[[ EXTRACTED RECORDS open ]]

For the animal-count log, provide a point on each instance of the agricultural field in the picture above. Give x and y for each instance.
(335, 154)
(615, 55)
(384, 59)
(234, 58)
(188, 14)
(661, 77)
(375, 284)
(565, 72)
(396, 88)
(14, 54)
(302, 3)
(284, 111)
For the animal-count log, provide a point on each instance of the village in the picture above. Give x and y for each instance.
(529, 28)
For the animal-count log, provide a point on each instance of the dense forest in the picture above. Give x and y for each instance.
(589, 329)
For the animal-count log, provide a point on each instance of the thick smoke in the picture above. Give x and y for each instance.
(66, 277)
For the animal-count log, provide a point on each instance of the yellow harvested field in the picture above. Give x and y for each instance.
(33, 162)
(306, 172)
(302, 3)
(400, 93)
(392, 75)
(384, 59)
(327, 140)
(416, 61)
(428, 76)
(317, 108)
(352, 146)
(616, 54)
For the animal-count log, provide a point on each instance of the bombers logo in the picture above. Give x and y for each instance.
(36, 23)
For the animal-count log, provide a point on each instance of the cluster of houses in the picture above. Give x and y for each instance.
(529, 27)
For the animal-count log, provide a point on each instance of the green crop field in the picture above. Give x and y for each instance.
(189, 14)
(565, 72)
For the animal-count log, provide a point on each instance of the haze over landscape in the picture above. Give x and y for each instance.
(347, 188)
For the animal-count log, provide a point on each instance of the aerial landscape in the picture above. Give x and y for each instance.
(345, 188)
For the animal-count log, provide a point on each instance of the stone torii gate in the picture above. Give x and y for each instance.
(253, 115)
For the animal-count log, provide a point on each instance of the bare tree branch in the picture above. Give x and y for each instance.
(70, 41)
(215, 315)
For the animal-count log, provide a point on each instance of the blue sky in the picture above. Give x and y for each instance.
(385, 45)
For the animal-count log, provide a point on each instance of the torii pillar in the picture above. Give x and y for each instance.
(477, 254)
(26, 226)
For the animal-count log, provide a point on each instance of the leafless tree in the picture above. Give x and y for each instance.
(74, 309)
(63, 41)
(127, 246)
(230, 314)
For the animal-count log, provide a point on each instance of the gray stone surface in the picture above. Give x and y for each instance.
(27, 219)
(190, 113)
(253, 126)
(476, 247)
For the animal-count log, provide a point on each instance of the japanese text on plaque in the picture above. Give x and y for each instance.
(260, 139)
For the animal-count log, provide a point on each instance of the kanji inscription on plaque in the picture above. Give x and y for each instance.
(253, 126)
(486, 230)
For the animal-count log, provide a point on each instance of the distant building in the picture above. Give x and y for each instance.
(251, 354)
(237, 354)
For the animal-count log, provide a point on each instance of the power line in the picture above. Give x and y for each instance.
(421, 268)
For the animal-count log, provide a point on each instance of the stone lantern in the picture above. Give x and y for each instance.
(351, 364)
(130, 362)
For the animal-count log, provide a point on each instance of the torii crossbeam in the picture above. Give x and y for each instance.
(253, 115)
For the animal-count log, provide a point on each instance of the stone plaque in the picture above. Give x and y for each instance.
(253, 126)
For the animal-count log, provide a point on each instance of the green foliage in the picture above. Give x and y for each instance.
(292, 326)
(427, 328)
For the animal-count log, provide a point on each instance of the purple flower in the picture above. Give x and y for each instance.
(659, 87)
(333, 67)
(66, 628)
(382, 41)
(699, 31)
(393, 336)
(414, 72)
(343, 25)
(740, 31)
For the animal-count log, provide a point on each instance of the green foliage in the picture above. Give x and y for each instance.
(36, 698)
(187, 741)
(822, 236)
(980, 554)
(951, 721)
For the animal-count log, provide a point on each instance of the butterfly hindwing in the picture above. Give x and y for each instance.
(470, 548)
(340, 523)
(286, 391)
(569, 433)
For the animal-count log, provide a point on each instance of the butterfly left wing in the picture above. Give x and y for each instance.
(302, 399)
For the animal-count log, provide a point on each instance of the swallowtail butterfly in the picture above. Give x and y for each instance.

[[ EXTRACTED RECORDS closed ]]

# [WHAT IS EXPECTED]
Write out every entry above, word for word.

# [EXERCISE RESPONSE]
For the animal-count log, provide a point on each instance of the agricultural field in the picture above. Give x and y for each instance.
(335, 154)
(615, 55)
(384, 59)
(234, 58)
(188, 14)
(661, 77)
(375, 284)
(565, 72)
(396, 88)
(14, 54)
(302, 3)
(284, 111)
For the animal-count log, provide a point on each instance of the village in the picture above. Give x and y for each instance.
(529, 28)
For the animal-count log, provide a point on each instance of the dense forest in the picture above. Give x and y for each instance.
(589, 329)
For the animal-count log, provide a point on each instance of the thick smoke in the picture above. Give x and y for each instance.
(66, 277)
For the animal-count log, provide a point on each instance of the yellow harvested field in the picture above. Give x and y for each instance.
(33, 162)
(306, 172)
(302, 3)
(400, 93)
(392, 75)
(384, 59)
(327, 140)
(416, 61)
(428, 76)
(317, 108)
(352, 146)
(616, 54)
For the animal-count log, provide a point on each instance of the bombers logo in the picture above. Give x and y for each instance.
(36, 23)
For the animal-count log, provide a point on each instance of the cluster of houses in the picture above. Give x and y for each instance.
(529, 27)
For the animal-count log, provide a point on each instance of the green crop field in the picture above. Give x and y for each instance.
(189, 14)
(565, 72)
For the animal-count log, provide a point on each instance of the haze over landscape in the picture above. Give x and y for each instance.
(347, 188)
For the animal-count log, provide a point on each instance of the aerial landscape in the picture above. Give x and y for each instance.
(345, 188)
For the animal-count log, provide a point on each instance of the stone torii gate in the picture above. Give x and y for each instance.
(253, 115)
For the animal-count log, provide a point on each instance of the bare tree branch in the picture above. Give x and y for each instance.
(70, 41)
(215, 315)
For the animal-count log, provide a point on each instance of the blue sky in the picture above. Give x and y for each instance.
(385, 45)
For the animal-count log, provide a point on each instance of the torii pillar in the picture above. Give x and y for each instance.
(477, 254)
(26, 226)
For the animal-count log, provide a point on each instance of the leafless tree in the picture above. Give x and y for each instance.
(74, 309)
(63, 41)
(127, 246)
(230, 314)
For the animal-count log, provide a point on each instance of the gray stone surface in the picture above. Give x and y for each instance.
(27, 219)
(190, 113)
(253, 126)
(476, 247)
For the animal-count log, provide a point on each instance of the japanese text on plaque in the picture above. Give x and y for each instance.
(260, 139)
For the animal-count log, provide a point on each instance of the kanji inscription on plaque in the picture above. Give x and y for each instance.
(253, 126)
(486, 230)
For the animal-count log, provide a point on each instance of the distant building in the picture above. Give x and y for each instance.
(251, 354)
(237, 354)
For the animal-count log, provide a point on each instance of the power line in the picture above. Give x and y for each instance.
(421, 268)
For the animal-count log, provide a point on each instance of the stone lantern in the picture above. Give x and y for each instance.
(351, 364)
(130, 362)
For the animal-count log, provide a point on each instance of the torii crossbeam in the picture above. Give x and y for each instance.
(253, 115)
For the animal-count log, provide a point on each instance of the stone plaque in the picture above. Give x and y for each instance.
(253, 126)
For the animal-count log, provide a point on each instance of the green foliage in the picture above. Give x and y for each instance.
(292, 326)
(427, 328)
For the animal-count log, provide a point on each instance of the purple flower in the picture above. Give x and y for each instance.
(659, 87)
(333, 67)
(66, 628)
(382, 41)
(699, 31)
(393, 336)
(414, 72)
(343, 25)
(740, 31)
For the animal-count log, provide a point on each instance of the green foliage in the picture above. Give x and y for each instance.
(36, 698)
(187, 741)
(822, 236)
(980, 554)
(951, 721)
For the animal-count log, provide a point on each instance of the butterfly hindwing in the picture above. Give x and y for each instance.
(470, 548)
(340, 523)
(286, 391)
(569, 433)
For the animal-count log, provide a point on each instance of the butterfly left wing in the picture above. Give x and y for each instance.
(302, 399)
For the animal-count log, provide a point on each instance of the swallowtail butterfly in the picture above. Give x and y for each instance.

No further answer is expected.